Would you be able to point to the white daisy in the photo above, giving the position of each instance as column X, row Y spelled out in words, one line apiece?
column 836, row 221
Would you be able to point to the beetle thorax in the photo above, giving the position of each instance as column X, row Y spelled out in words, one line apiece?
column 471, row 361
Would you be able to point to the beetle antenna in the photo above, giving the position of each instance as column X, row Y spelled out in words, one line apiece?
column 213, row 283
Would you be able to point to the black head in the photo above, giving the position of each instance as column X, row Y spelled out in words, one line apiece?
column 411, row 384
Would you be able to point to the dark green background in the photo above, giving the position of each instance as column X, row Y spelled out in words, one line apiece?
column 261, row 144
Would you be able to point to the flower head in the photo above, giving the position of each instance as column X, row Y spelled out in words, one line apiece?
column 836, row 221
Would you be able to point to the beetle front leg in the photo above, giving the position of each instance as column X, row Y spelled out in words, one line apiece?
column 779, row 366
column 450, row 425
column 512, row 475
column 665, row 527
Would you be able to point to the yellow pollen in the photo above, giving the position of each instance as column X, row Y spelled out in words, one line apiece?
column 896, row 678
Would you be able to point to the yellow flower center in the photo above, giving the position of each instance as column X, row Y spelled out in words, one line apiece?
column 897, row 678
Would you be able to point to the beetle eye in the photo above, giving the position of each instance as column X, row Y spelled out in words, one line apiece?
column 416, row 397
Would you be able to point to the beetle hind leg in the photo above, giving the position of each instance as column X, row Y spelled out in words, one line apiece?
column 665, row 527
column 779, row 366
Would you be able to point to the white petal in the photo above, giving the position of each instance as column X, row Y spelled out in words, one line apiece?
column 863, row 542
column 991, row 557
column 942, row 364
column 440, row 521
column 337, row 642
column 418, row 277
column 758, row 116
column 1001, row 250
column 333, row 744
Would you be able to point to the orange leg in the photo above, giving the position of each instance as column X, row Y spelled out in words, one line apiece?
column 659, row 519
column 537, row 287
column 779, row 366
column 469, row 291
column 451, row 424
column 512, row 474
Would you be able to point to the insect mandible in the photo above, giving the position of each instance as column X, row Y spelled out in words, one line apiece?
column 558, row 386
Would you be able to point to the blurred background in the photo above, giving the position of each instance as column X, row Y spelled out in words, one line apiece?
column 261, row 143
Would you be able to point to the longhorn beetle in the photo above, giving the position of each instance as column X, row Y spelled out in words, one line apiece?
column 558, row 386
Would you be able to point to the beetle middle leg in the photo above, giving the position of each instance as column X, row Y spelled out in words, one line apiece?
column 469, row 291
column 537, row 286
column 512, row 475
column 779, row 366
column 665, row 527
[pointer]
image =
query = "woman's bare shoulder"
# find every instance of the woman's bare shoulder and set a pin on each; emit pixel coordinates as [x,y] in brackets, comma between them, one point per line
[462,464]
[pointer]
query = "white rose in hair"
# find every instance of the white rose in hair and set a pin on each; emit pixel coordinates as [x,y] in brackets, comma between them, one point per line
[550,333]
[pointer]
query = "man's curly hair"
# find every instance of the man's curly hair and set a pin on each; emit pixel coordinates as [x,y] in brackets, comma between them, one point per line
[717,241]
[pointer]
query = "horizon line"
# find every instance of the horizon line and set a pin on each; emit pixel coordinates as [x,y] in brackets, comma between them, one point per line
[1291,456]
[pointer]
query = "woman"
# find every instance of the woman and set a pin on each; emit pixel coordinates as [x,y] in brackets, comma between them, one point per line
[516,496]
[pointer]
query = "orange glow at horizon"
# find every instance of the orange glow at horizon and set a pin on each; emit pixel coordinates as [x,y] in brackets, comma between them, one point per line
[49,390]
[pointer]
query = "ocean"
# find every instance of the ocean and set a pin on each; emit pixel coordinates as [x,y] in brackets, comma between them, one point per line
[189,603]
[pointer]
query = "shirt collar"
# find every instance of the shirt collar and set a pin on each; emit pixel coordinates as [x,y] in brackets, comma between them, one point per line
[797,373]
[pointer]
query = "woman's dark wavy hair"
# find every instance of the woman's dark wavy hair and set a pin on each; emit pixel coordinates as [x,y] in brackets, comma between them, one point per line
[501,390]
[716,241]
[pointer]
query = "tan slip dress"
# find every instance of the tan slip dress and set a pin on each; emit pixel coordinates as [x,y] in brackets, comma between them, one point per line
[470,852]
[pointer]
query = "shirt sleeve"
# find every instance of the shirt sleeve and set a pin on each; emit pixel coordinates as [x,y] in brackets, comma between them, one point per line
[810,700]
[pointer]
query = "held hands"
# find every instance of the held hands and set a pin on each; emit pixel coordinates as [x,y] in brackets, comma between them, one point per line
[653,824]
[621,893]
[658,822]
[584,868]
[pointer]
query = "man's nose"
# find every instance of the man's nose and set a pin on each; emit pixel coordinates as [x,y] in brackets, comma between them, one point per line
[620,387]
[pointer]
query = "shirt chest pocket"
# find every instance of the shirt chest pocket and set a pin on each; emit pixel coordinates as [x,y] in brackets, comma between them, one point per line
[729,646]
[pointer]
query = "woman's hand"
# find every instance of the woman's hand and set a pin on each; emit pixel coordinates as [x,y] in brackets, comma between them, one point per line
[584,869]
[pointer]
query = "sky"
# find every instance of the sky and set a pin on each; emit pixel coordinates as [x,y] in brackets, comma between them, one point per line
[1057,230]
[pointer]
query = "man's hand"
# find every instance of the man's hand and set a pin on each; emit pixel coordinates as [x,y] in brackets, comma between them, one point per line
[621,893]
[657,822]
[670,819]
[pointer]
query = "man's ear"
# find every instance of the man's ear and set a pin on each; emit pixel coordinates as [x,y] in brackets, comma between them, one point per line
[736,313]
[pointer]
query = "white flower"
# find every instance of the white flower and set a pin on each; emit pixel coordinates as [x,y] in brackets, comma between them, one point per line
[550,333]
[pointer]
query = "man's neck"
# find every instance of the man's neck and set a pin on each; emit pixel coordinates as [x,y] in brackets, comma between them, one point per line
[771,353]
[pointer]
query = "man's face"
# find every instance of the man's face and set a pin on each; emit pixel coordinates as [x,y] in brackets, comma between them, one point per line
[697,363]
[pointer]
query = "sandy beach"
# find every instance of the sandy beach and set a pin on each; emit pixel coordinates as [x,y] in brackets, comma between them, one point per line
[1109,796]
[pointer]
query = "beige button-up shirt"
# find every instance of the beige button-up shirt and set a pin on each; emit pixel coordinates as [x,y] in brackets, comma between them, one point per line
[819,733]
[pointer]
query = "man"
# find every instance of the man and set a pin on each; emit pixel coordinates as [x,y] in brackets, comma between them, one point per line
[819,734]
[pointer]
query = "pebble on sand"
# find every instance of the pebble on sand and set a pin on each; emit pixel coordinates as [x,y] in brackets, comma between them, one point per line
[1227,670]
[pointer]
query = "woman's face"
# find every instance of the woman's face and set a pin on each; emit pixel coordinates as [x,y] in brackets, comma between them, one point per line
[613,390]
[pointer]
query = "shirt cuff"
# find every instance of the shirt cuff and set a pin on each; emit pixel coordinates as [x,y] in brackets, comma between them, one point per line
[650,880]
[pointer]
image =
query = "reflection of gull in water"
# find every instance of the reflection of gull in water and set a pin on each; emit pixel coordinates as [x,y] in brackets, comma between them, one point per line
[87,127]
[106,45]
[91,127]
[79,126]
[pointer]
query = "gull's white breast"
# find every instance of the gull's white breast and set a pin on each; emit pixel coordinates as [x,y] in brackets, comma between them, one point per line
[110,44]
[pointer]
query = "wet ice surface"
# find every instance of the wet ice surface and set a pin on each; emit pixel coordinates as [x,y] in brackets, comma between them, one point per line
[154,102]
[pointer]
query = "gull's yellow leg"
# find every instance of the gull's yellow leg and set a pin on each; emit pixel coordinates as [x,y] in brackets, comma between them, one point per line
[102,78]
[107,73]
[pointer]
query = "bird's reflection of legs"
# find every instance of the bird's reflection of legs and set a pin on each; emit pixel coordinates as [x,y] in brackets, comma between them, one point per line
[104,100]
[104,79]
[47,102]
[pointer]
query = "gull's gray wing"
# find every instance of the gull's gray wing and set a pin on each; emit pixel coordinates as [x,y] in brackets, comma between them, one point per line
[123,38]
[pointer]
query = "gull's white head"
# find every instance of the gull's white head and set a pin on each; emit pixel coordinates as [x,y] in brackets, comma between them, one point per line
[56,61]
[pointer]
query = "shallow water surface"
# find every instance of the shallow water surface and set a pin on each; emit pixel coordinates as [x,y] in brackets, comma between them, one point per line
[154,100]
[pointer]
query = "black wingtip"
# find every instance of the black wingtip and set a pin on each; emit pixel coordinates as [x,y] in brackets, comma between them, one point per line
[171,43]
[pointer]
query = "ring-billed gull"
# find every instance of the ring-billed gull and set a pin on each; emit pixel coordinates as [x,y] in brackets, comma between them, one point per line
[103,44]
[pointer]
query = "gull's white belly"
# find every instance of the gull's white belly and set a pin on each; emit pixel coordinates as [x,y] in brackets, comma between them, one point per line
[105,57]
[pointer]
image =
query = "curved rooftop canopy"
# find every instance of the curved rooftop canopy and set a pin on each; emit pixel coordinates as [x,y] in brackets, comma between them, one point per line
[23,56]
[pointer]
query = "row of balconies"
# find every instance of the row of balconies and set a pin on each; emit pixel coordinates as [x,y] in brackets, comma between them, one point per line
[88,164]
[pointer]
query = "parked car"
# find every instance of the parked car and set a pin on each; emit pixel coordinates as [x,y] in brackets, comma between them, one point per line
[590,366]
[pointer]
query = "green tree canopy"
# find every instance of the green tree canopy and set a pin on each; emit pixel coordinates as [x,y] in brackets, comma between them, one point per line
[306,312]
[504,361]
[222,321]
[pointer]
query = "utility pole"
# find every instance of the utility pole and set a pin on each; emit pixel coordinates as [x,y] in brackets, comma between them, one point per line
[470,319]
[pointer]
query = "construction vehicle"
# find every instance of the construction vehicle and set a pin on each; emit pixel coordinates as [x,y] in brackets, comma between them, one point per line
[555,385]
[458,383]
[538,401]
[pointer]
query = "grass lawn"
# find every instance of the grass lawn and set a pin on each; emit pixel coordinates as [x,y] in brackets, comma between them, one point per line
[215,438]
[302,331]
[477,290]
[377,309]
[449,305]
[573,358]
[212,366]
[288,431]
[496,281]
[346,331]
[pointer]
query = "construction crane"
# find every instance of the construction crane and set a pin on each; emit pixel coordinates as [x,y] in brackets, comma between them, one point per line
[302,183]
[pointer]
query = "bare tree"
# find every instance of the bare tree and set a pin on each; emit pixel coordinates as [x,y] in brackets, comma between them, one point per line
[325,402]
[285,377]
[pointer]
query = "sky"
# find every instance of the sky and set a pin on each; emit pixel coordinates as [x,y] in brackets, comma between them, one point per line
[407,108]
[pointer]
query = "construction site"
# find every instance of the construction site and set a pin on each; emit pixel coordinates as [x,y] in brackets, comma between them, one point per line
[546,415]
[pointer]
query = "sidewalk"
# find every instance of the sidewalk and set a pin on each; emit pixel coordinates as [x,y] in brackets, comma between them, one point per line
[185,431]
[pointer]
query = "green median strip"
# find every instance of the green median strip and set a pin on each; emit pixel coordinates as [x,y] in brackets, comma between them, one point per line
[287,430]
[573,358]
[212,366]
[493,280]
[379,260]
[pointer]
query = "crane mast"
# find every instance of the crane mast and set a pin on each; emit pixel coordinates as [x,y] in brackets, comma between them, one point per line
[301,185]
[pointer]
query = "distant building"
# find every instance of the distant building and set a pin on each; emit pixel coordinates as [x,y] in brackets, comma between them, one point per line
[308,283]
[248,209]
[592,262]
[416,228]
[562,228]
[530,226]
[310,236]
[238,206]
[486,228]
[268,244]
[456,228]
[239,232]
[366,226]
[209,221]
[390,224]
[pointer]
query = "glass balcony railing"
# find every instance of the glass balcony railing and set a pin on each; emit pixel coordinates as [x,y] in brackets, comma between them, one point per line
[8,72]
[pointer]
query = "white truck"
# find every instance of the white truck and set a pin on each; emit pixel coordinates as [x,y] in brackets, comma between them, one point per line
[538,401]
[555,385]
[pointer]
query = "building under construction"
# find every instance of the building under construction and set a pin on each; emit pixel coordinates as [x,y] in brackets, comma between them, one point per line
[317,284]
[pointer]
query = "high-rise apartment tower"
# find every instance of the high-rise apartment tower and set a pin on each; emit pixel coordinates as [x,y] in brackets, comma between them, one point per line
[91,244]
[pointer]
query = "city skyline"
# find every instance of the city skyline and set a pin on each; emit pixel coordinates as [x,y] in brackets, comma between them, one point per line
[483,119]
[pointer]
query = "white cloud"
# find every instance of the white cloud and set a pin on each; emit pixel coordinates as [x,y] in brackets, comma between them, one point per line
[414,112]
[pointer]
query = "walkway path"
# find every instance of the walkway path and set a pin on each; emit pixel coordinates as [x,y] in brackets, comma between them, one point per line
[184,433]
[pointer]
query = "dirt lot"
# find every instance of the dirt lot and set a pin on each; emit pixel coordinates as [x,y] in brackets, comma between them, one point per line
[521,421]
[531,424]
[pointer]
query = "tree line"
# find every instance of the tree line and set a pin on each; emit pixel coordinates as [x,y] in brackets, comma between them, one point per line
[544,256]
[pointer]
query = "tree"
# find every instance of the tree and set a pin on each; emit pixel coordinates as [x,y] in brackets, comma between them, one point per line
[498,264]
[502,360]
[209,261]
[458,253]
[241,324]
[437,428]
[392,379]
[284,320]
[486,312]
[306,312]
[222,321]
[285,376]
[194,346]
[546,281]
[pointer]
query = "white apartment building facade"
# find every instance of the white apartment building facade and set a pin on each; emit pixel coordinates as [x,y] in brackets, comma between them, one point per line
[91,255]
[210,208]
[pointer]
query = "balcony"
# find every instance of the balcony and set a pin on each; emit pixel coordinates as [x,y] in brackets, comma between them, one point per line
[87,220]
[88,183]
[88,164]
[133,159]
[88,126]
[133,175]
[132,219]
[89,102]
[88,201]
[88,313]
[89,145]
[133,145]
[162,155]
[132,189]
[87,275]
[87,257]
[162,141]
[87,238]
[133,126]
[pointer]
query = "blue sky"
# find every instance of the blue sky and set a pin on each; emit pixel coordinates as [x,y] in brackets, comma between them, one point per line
-=-=-
About this exercise >>
Scan the data above and state how many of its lines contain the string "blue", with no other content.

Your solution >>
2